• [PROBLEM REQUIREMENTS] Count the lines in the records below that contain the string "ceiling", matching case exactly, and give only that number.

• [RECORDS FOR THIS TASK]
· · · · · · ·

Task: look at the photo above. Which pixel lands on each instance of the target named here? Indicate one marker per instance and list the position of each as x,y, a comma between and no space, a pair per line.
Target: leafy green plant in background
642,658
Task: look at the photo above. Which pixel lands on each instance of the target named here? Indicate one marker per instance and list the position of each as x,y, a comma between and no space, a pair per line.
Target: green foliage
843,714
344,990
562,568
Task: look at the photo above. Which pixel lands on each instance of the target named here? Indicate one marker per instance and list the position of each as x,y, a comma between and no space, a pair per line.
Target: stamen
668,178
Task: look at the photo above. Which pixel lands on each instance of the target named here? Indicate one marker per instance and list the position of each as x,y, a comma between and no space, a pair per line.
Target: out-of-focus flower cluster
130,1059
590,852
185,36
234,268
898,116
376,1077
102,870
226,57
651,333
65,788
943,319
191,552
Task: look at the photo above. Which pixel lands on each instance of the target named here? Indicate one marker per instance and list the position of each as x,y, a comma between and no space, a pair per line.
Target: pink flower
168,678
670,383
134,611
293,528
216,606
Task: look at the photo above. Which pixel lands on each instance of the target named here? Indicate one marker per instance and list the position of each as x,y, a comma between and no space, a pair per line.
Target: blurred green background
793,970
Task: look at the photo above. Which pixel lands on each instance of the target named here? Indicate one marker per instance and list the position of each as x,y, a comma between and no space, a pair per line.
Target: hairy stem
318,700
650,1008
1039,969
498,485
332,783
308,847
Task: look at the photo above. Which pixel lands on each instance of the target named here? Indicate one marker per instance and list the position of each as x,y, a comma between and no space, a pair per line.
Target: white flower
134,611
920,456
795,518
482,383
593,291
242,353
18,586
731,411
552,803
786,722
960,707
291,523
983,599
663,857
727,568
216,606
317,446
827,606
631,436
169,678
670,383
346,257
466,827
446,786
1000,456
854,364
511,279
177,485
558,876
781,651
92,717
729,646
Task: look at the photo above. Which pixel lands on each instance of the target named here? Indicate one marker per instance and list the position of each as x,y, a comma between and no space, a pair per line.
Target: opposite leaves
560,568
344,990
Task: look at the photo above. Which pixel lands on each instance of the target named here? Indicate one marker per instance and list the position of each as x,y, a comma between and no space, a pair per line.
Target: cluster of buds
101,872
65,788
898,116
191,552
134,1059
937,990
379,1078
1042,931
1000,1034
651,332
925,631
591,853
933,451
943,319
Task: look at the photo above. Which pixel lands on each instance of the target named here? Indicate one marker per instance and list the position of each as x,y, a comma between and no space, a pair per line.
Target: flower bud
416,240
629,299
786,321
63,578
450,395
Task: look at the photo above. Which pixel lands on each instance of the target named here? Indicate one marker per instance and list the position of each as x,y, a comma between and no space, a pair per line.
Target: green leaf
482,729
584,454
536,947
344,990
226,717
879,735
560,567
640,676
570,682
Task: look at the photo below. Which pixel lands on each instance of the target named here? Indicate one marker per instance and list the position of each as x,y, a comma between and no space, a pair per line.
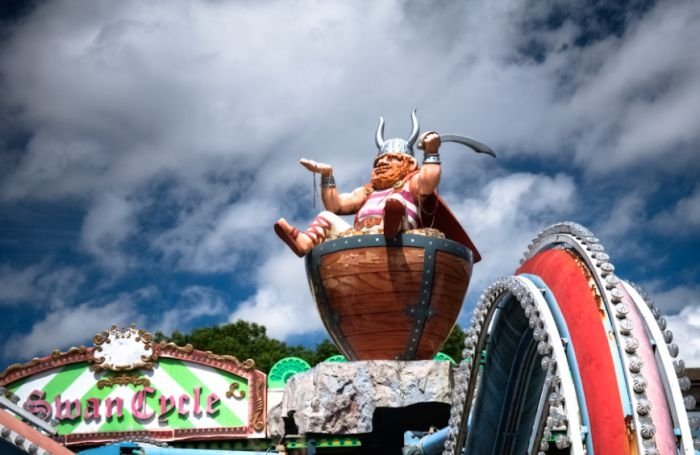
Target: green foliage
248,340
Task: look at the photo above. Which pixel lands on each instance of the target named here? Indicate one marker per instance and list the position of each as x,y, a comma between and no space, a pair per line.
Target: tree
248,340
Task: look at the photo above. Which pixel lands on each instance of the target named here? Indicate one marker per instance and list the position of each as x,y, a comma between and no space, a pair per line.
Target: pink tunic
373,208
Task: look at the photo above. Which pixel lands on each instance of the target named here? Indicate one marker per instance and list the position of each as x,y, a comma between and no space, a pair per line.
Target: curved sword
473,144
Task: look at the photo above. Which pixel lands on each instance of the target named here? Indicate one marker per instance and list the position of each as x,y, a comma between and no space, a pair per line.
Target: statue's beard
387,175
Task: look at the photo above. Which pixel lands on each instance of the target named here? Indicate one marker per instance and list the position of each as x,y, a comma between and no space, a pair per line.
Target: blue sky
146,148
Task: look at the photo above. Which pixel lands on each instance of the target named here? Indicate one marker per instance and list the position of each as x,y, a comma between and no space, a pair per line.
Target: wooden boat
390,299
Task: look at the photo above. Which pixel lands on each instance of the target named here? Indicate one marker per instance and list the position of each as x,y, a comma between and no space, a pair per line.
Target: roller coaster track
565,357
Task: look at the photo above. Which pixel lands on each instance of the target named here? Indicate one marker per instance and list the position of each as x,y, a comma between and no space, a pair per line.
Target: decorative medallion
122,350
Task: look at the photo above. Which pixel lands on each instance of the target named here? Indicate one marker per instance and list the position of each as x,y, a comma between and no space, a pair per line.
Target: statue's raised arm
391,202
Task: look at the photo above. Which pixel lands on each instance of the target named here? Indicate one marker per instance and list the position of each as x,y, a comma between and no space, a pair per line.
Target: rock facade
341,398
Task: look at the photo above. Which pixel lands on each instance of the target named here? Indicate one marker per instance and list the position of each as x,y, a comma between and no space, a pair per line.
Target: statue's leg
394,214
302,242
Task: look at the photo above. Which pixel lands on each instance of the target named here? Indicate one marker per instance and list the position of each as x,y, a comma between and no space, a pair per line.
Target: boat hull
384,299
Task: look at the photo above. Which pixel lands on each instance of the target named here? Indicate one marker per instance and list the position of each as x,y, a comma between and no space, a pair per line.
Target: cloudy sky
146,148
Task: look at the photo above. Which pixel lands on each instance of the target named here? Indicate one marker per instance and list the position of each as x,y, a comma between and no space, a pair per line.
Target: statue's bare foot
394,211
298,241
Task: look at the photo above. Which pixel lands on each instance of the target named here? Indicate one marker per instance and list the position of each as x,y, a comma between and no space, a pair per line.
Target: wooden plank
355,305
371,260
375,323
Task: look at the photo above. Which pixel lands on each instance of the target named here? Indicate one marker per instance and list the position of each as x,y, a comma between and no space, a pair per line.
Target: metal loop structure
565,357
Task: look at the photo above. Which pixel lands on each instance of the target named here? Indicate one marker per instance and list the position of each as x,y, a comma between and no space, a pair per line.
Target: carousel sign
127,385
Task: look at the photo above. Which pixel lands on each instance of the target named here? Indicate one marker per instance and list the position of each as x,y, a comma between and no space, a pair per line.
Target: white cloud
506,215
106,227
673,300
686,333
196,302
682,218
70,326
283,302
43,285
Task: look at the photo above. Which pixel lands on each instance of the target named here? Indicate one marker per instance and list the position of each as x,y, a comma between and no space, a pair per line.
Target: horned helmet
396,145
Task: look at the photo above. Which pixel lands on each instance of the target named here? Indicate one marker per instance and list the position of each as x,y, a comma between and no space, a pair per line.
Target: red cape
436,214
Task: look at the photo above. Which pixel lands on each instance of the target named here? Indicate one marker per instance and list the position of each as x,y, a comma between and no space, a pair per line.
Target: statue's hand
319,168
429,142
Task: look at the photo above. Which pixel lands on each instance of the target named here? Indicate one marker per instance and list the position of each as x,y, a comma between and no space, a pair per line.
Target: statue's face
390,168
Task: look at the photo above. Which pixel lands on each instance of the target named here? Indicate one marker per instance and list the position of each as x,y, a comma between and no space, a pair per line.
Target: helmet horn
415,131
379,137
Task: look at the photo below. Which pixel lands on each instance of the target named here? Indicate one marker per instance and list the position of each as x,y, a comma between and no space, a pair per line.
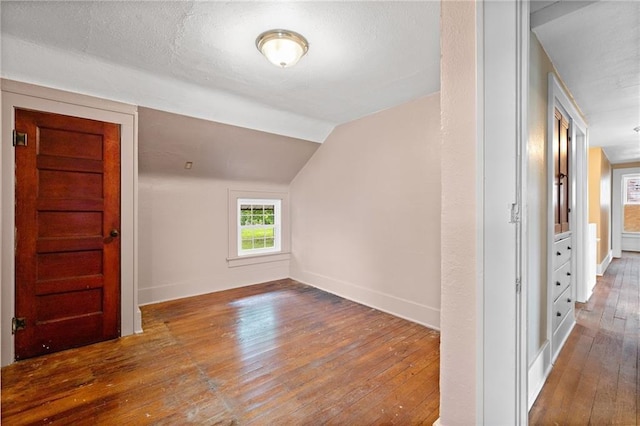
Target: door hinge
19,139
18,324
515,213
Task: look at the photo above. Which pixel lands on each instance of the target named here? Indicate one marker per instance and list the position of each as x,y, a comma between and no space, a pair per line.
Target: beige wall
183,238
460,345
625,165
366,212
600,199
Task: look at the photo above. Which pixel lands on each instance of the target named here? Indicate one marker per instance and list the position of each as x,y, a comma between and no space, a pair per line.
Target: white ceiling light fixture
283,48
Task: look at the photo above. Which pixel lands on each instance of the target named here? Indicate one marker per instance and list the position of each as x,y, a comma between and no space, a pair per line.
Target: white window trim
233,260
277,227
625,190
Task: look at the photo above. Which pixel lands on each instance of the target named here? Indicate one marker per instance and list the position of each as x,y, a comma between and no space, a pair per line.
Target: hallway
595,379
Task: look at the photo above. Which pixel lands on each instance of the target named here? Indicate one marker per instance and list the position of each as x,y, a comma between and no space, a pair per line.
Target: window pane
631,219
632,188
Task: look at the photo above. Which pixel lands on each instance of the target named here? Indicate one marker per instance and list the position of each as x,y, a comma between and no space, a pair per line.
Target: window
631,203
632,189
258,226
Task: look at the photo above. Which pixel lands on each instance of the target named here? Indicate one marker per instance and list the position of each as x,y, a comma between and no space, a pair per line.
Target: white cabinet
562,316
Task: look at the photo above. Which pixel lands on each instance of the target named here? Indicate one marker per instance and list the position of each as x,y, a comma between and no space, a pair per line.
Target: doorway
17,95
67,247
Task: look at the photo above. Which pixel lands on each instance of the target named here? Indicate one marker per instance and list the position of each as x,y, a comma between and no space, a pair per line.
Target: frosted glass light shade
282,48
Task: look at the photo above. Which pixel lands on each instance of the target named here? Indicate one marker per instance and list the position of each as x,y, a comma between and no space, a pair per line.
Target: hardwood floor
595,380
274,353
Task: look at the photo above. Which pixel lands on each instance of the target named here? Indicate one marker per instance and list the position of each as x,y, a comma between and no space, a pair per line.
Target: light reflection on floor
257,322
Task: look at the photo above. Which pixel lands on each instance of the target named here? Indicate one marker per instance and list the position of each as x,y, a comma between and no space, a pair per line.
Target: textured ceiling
596,50
190,57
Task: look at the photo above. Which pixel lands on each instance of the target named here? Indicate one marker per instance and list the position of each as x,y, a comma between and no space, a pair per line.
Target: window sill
258,258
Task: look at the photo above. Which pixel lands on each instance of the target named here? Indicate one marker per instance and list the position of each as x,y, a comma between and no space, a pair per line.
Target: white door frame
503,84
21,95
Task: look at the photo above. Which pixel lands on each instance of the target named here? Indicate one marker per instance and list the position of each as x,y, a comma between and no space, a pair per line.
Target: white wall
183,238
366,212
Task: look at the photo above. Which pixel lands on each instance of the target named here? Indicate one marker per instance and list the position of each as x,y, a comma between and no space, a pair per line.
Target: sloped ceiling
217,151
199,58
595,47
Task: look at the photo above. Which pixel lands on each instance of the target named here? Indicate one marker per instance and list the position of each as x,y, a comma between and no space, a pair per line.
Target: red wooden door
67,225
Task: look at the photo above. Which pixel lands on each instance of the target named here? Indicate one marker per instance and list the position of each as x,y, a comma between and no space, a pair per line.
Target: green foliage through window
257,226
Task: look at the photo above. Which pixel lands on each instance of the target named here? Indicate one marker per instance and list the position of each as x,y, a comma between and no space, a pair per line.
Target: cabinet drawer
562,307
561,279
561,252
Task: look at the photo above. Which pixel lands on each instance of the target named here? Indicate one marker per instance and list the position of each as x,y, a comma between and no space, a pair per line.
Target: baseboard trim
147,296
602,267
538,372
407,309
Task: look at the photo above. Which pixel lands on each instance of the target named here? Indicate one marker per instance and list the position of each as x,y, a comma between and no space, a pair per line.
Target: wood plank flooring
595,380
274,353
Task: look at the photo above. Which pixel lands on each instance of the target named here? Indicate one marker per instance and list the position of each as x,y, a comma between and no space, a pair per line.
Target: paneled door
67,233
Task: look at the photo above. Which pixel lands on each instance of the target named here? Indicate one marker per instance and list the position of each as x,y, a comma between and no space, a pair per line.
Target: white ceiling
199,58
595,46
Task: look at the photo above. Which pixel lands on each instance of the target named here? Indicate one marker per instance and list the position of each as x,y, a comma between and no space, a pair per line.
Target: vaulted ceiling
199,59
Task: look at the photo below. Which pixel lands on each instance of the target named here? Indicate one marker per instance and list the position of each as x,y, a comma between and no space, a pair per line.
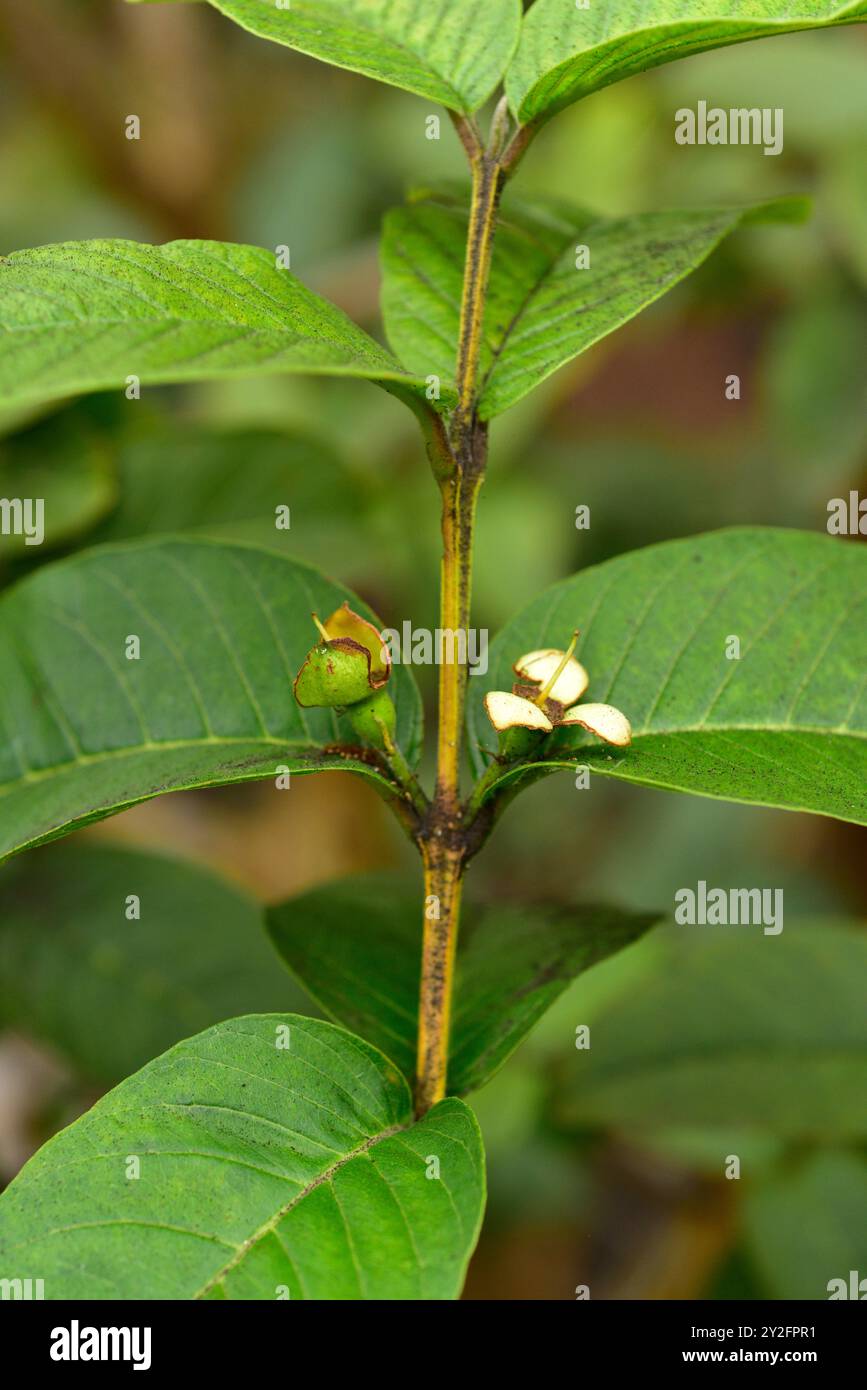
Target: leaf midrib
267,1228
746,28
421,61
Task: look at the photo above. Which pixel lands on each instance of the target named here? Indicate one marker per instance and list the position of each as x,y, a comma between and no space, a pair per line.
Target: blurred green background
245,141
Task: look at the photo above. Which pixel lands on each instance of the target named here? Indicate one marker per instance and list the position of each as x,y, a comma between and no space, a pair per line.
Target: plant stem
443,841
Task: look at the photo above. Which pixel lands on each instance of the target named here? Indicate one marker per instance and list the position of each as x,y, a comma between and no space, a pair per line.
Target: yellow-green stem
443,840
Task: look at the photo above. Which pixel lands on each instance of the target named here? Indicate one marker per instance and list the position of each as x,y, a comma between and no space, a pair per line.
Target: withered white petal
507,710
603,720
539,667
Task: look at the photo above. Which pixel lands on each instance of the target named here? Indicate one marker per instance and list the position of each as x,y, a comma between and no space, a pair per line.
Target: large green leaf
223,630
449,52
111,991
806,1225
542,310
356,948
278,1158
762,1033
782,726
567,52
85,316
70,469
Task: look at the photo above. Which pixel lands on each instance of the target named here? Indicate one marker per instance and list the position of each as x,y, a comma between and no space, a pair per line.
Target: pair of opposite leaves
457,53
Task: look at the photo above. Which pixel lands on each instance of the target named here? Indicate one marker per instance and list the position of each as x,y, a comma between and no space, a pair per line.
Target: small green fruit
335,673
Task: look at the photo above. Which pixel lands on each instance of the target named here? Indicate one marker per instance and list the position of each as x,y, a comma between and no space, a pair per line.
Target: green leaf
356,948
542,310
450,52
785,724
737,1029
566,52
85,316
186,477
224,630
65,466
807,1225
273,1164
110,993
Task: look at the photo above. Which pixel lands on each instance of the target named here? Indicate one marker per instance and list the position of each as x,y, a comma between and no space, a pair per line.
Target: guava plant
275,1155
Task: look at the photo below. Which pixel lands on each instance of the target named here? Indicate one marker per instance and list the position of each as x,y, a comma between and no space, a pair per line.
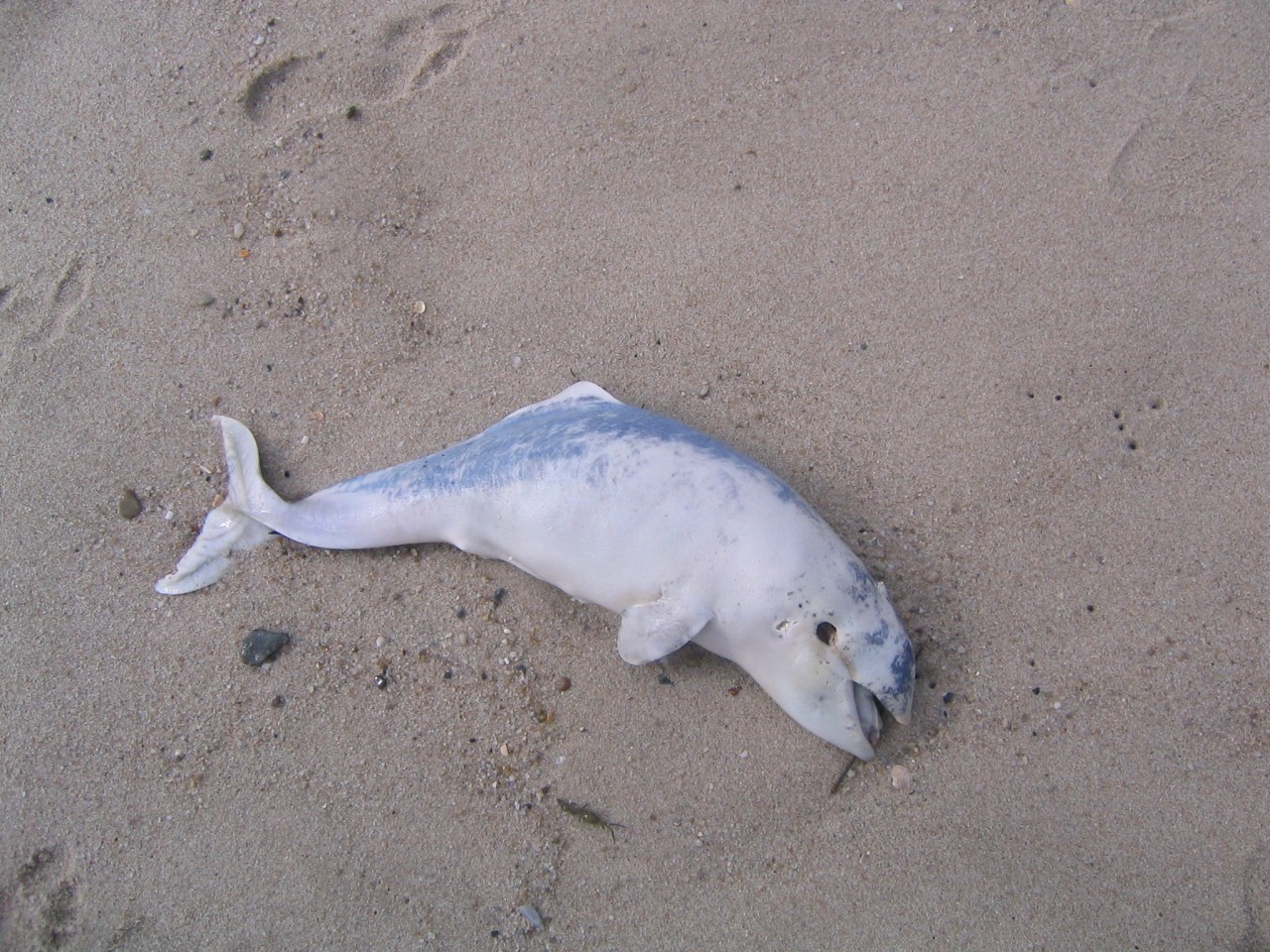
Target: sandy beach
985,284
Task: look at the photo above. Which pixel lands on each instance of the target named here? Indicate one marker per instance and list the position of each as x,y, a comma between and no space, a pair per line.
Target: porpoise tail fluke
235,525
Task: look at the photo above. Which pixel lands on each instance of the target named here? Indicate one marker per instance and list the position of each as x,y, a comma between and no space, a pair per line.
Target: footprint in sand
27,324
397,59
40,904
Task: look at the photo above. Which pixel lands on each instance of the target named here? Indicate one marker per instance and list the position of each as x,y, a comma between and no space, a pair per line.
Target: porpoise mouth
866,712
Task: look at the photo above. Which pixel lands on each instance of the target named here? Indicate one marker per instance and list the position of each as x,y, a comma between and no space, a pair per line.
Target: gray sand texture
987,284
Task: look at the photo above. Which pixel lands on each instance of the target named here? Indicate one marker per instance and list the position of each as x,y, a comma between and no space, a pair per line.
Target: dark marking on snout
879,636
902,669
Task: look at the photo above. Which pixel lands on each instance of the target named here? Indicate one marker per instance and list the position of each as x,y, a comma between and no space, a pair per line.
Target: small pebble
130,506
531,915
262,645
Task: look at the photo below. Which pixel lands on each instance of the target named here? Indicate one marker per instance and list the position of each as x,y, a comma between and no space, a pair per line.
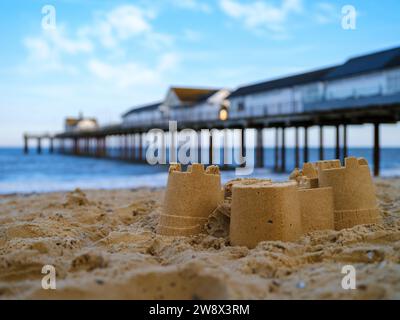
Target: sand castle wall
353,191
317,210
190,198
264,211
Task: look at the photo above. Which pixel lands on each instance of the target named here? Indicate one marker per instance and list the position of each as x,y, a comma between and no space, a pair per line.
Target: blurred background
101,59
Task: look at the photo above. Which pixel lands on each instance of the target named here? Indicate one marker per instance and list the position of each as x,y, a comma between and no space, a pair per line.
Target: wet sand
104,246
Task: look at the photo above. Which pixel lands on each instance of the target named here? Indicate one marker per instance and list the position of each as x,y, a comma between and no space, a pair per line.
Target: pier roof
367,63
147,107
290,81
193,95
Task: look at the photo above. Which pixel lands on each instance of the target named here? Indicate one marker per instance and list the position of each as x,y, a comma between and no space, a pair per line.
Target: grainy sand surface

· · · · · · ·

• [WORKED SOLUTION] 5